▶ _EXTRAIT DU TEXTE_:
= = = = = = =

A l'initiative du syndicat européen des producteurs de lait, plusieurs députés européens ont été invités à visiter un stock de lait en poudre à Herstal, près de Liège. L'objectif : qu'ils voient de leurs propres yeux les conséquences de la surproduction de lait. Vincent Jamoulle et Philippe Lefever ont assisté à cette visite.

Dans cet énorme entrepôt, 12 577 tonnes de lait en poudre. Il a fallu près de 100 millions de litres de lait liquide pour tout fabriquer. Ceci représente à peine un tiers des quantités stockées en Belgique sous forme de poudre, trois pourcents des stocks de l’Union européenne. Après la crise du lait en 2014, l’Europe s’est engagée à racheter les surplus qui s’amoncellent dans les entrepôts depuis plus de deux ans. "C’est comme ça que l’Europe gère les crises, dénonce Erwin Schöpges, producteur de lait et membre du syndicat European Milk Board. C’est comme ça que l’Europe travaille avec vos sous, avec les miens. Je pense que c’est une honte pour la politique agricole et la politique européenne".

= = = = = = =

▶ _DONNÉES RELEVÉES_:

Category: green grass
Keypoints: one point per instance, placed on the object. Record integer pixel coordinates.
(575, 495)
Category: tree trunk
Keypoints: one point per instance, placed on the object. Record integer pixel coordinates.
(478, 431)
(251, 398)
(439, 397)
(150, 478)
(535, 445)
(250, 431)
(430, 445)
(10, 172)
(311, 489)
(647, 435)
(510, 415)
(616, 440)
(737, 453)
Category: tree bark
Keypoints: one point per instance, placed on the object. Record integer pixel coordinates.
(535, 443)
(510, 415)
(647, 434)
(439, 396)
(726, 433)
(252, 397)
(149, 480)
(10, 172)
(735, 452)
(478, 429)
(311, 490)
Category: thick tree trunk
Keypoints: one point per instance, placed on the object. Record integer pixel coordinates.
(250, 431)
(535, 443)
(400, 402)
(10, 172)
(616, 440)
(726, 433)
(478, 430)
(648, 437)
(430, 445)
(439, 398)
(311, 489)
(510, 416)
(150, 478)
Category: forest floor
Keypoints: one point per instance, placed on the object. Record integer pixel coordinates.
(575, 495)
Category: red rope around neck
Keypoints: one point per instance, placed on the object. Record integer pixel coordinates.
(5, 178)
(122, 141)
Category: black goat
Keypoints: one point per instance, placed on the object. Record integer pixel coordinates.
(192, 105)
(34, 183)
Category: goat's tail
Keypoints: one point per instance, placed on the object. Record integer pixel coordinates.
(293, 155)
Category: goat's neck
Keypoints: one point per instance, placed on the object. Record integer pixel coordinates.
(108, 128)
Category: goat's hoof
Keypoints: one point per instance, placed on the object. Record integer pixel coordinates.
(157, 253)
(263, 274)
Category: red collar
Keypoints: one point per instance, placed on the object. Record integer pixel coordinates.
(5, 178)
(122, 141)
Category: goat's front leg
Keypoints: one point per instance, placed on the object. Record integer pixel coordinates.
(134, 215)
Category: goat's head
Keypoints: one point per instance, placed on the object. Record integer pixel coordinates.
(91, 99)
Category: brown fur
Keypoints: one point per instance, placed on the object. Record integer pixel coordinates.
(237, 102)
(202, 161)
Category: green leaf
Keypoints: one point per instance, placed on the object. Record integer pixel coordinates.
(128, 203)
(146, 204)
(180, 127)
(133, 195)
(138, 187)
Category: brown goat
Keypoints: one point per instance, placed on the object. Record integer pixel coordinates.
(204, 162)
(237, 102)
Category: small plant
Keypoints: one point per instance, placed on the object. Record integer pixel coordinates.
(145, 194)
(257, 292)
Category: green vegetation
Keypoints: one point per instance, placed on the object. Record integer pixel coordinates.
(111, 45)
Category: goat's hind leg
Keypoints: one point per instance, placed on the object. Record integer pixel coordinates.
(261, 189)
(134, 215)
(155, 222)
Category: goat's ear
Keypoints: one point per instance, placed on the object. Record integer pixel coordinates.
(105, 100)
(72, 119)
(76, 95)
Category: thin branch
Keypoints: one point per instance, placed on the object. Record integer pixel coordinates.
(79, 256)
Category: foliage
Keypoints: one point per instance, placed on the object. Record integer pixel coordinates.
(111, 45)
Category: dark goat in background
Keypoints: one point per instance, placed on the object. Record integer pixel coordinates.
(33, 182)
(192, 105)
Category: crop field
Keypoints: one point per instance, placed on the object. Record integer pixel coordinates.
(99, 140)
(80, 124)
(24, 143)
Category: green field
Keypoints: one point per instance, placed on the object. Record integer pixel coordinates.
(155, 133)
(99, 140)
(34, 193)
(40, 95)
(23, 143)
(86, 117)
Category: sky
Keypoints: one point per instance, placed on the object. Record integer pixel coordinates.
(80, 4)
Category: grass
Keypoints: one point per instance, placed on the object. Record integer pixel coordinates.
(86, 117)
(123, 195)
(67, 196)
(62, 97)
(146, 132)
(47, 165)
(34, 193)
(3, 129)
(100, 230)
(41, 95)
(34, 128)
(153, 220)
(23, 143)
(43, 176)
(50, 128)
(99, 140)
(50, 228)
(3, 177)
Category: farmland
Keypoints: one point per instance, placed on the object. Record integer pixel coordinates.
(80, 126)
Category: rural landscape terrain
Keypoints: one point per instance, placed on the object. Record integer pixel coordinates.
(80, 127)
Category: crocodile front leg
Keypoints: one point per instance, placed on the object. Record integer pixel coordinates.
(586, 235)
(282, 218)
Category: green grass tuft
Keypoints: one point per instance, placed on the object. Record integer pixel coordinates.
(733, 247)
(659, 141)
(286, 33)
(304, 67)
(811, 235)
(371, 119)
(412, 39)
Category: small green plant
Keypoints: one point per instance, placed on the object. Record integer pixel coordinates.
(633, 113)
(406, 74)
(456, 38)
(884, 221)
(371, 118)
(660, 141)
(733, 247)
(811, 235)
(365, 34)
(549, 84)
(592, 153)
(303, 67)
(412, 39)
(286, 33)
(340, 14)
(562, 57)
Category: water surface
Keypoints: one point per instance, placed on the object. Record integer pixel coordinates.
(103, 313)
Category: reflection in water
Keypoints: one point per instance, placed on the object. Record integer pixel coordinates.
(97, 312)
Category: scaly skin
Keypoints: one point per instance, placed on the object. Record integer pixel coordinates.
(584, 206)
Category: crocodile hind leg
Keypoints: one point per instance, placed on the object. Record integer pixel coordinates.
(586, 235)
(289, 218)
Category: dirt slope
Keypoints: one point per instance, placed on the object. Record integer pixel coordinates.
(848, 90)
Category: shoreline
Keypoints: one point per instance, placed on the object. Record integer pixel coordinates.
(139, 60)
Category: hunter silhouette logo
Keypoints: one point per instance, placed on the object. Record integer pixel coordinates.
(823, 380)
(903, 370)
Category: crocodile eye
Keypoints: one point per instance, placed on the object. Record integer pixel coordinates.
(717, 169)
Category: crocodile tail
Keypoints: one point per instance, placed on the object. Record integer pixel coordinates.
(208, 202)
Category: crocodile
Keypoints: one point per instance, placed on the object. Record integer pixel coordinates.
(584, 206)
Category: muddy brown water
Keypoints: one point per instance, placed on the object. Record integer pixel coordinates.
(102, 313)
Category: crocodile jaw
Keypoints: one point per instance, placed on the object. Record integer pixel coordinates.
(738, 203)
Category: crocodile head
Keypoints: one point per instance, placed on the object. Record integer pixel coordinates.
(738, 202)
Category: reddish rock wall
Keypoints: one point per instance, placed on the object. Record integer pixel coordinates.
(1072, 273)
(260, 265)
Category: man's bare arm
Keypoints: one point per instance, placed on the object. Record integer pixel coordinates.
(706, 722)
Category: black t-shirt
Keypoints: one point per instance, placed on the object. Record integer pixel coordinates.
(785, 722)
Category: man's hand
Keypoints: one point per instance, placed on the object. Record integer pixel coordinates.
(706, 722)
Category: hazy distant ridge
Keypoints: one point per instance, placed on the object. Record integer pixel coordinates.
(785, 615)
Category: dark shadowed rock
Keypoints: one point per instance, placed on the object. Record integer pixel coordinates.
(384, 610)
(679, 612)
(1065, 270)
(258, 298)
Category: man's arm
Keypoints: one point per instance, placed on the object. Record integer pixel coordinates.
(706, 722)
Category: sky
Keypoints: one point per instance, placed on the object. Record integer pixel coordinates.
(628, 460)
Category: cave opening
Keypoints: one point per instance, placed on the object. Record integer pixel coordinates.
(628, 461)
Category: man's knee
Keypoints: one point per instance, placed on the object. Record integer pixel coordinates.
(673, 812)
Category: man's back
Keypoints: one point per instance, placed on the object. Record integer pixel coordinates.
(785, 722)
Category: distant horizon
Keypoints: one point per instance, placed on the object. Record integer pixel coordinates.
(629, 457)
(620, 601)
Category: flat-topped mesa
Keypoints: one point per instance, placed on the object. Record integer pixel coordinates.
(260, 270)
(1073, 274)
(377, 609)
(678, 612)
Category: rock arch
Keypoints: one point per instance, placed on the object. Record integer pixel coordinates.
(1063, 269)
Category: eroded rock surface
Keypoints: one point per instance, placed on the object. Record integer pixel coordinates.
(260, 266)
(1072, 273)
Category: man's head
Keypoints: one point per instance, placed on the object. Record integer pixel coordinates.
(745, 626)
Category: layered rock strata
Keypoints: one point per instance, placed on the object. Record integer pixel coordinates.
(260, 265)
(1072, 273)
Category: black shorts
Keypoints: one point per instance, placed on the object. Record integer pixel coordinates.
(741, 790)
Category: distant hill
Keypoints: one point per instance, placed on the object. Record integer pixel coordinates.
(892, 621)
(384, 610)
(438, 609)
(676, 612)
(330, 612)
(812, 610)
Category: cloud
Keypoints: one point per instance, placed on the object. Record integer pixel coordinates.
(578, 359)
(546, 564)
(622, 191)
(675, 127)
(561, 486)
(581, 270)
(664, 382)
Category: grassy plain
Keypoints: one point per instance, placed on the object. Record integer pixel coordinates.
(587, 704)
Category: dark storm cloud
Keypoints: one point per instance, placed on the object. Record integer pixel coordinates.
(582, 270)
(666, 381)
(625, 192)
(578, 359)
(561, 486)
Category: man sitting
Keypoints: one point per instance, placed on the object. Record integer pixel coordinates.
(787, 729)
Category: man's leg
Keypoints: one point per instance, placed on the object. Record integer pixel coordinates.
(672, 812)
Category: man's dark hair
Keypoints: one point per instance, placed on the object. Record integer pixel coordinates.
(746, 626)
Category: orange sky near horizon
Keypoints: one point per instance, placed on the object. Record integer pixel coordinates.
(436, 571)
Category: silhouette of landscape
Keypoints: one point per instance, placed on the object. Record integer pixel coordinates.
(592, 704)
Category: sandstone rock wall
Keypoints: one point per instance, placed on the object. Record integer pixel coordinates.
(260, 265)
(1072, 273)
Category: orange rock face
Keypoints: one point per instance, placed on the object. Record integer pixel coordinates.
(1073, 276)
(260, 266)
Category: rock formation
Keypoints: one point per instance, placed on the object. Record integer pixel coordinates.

= = = = = = =

▶ _À FAIRE_:
1. D'après le texte sur le stock de lait en poudre, combien de tonnes de lait en poudre l'entrepôt de Herstal contient-il ?
2. Réécrivez le passage du texte sur le stock de lait en poudre qui va de "A l'initiative du" jusqu'à "à cette visite." inclus, en remplaçant "députés européens" par "élus européens".

▶ _RÉPONSES AUX CONSIGNES_:
1. L'entrepôt contient 12 577 tonnes de lait en poudre.

2.
A l'initiative du syndicat européen des producteurs de lait, plusieurs élus européens ont été invités à visiter un stock de lait en poudre à Herstal, près de Liège. L'objectif : qu'ils voient de leurs propres yeux les conséquences de la surproduction de lait. Vincent Jamoulle et Philippe Lefever ont assisté à cette visite.